Pointing material
********

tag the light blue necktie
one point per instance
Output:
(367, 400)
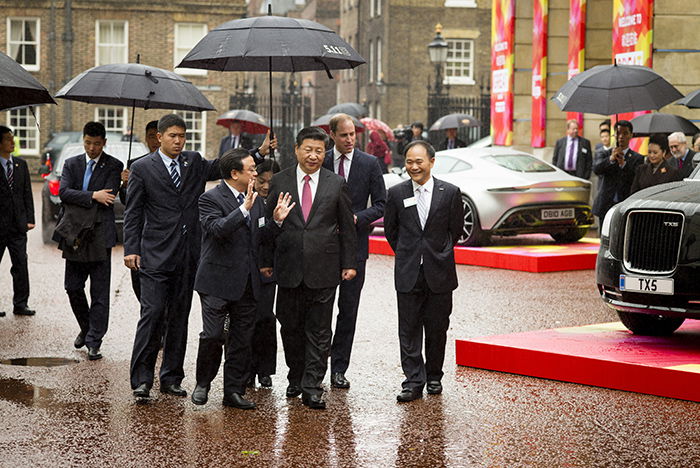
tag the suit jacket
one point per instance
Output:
(106, 174)
(364, 181)
(584, 157)
(16, 204)
(312, 252)
(230, 245)
(434, 244)
(614, 182)
(161, 223)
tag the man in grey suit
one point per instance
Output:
(314, 249)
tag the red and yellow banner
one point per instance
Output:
(577, 48)
(502, 59)
(539, 73)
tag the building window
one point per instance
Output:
(23, 41)
(187, 35)
(196, 130)
(113, 118)
(112, 42)
(459, 68)
(24, 125)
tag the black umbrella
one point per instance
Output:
(272, 43)
(615, 89)
(457, 120)
(18, 88)
(135, 85)
(646, 124)
(351, 108)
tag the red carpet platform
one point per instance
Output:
(602, 355)
(534, 253)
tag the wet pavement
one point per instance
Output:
(62, 410)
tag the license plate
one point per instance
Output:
(646, 285)
(557, 213)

********

Problem statement:
In the material, starting at the line containing "tag the suit jacket" and ending at its last line, change "black umbrella" to "dark umbrella" and give those lines again with nothing else altered.

Exercise solution:
tag the suit jacket
one point per instance
Output:
(106, 174)
(364, 181)
(584, 157)
(16, 204)
(312, 252)
(230, 245)
(434, 244)
(614, 182)
(161, 223)
tag the man in grey suit
one point per instance
Output:
(314, 249)
tag the red and yellow banner
one point per instance
Output:
(577, 48)
(502, 59)
(539, 73)
tag the building window
one point per instance
Output:
(23, 41)
(187, 35)
(196, 130)
(113, 118)
(112, 42)
(459, 68)
(24, 125)
tag the dark umbrella
one point per instance
Output:
(272, 43)
(615, 89)
(457, 120)
(18, 88)
(135, 85)
(646, 124)
(351, 108)
tag the red carpet platform
one point per instance
Output:
(602, 355)
(534, 253)
tag the wet pavement
one point per instance
Output:
(62, 410)
tag the license plate
one point per instance
Output:
(646, 285)
(557, 213)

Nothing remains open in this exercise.